(Dataset excerpts on object pointing)
------------------------------------------------------------

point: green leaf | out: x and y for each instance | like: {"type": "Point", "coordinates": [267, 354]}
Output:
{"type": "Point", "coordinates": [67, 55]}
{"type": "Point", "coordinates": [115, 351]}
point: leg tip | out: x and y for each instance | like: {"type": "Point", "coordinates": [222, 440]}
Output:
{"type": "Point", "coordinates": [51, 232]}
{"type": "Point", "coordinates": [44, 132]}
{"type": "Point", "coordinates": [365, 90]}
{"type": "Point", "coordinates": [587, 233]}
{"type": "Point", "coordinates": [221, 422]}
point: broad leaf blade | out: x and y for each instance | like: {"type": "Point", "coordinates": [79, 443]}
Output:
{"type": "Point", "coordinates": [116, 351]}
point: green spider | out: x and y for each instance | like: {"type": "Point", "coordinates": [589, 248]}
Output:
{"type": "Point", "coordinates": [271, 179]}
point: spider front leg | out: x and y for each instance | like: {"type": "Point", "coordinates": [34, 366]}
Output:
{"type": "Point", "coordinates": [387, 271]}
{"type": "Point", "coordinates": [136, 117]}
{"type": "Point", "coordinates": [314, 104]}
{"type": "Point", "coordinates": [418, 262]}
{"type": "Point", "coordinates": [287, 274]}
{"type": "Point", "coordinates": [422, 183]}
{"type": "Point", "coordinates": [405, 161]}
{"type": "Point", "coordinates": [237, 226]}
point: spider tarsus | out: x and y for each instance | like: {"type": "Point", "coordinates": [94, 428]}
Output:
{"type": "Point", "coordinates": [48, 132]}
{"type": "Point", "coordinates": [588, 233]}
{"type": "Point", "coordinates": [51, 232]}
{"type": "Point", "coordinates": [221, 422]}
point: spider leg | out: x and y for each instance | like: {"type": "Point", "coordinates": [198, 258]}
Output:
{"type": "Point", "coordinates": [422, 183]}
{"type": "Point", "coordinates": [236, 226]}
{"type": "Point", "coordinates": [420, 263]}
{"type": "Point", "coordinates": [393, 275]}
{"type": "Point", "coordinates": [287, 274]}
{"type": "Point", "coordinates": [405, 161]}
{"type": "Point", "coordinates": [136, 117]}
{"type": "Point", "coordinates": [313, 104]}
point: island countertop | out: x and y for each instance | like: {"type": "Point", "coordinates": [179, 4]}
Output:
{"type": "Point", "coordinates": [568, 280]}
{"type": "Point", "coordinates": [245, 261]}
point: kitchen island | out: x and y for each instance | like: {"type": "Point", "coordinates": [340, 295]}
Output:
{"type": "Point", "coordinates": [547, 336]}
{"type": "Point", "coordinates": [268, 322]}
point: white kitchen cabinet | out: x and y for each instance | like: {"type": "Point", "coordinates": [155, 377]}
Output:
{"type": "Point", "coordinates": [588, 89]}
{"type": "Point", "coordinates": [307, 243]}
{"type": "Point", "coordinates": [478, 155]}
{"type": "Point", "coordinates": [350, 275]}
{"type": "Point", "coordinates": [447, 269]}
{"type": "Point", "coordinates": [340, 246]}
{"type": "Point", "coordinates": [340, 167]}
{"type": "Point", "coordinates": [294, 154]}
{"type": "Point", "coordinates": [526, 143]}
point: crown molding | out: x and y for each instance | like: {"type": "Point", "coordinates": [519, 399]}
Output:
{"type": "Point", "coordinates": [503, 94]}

------------------------------------------------------------

_Task requirements_
Write out each line of the data above again, exactly as given.

_Written response_
point: green leaf | out: x and y for each instance | like: {"type": "Point", "coordinates": [267, 354]}
Output:
{"type": "Point", "coordinates": [67, 55]}
{"type": "Point", "coordinates": [115, 351]}
point: leg tip | out: x and y for each instance | like: {"type": "Point", "coordinates": [222, 440]}
Output:
{"type": "Point", "coordinates": [51, 232]}
{"type": "Point", "coordinates": [44, 132]}
{"type": "Point", "coordinates": [365, 90]}
{"type": "Point", "coordinates": [587, 233]}
{"type": "Point", "coordinates": [221, 422]}
point: broad leaf blade | out: x and y for each instance | like: {"type": "Point", "coordinates": [79, 443]}
Output:
{"type": "Point", "coordinates": [116, 351]}
point: green spider | out: x and y for each instance | like: {"type": "Point", "coordinates": [589, 248]}
Output:
{"type": "Point", "coordinates": [271, 179]}
point: spider front leg | out: x and y for each instance | like: {"type": "Point", "coordinates": [34, 366]}
Output:
{"type": "Point", "coordinates": [387, 271]}
{"type": "Point", "coordinates": [136, 117]}
{"type": "Point", "coordinates": [314, 104]}
{"type": "Point", "coordinates": [418, 262]}
{"type": "Point", "coordinates": [287, 274]}
{"type": "Point", "coordinates": [422, 183]}
{"type": "Point", "coordinates": [405, 161]}
{"type": "Point", "coordinates": [237, 226]}
point: spider tarsus | out: x and y for each instance | like: {"type": "Point", "coordinates": [94, 428]}
Output:
{"type": "Point", "coordinates": [48, 132]}
{"type": "Point", "coordinates": [588, 233]}
{"type": "Point", "coordinates": [51, 232]}
{"type": "Point", "coordinates": [221, 422]}
point: spider leg | out: x and y for each instance | like: {"type": "Point", "coordinates": [198, 258]}
Output:
{"type": "Point", "coordinates": [422, 183]}
{"type": "Point", "coordinates": [236, 226]}
{"type": "Point", "coordinates": [420, 263]}
{"type": "Point", "coordinates": [393, 275]}
{"type": "Point", "coordinates": [287, 274]}
{"type": "Point", "coordinates": [405, 161]}
{"type": "Point", "coordinates": [136, 117]}
{"type": "Point", "coordinates": [313, 104]}
point: island countertop | out: x and y for each instance | like: {"type": "Point", "coordinates": [179, 4]}
Output:
{"type": "Point", "coordinates": [568, 280]}
{"type": "Point", "coordinates": [245, 261]}
point: kitchen island | out: x and y for each instance | like: {"type": "Point", "coordinates": [340, 295]}
Output:
{"type": "Point", "coordinates": [547, 336]}
{"type": "Point", "coordinates": [268, 322]}
point: white kitchen cabinet | out: x and y for each instance | like: {"type": "Point", "coordinates": [155, 377]}
Output:
{"type": "Point", "coordinates": [588, 89]}
{"type": "Point", "coordinates": [307, 243]}
{"type": "Point", "coordinates": [478, 155]}
{"type": "Point", "coordinates": [350, 275]}
{"type": "Point", "coordinates": [447, 269]}
{"type": "Point", "coordinates": [340, 246]}
{"type": "Point", "coordinates": [340, 167]}
{"type": "Point", "coordinates": [294, 154]}
{"type": "Point", "coordinates": [526, 143]}
point: crown molding | out: x and y for each instance | like: {"type": "Point", "coordinates": [519, 399]}
Output:
{"type": "Point", "coordinates": [503, 94]}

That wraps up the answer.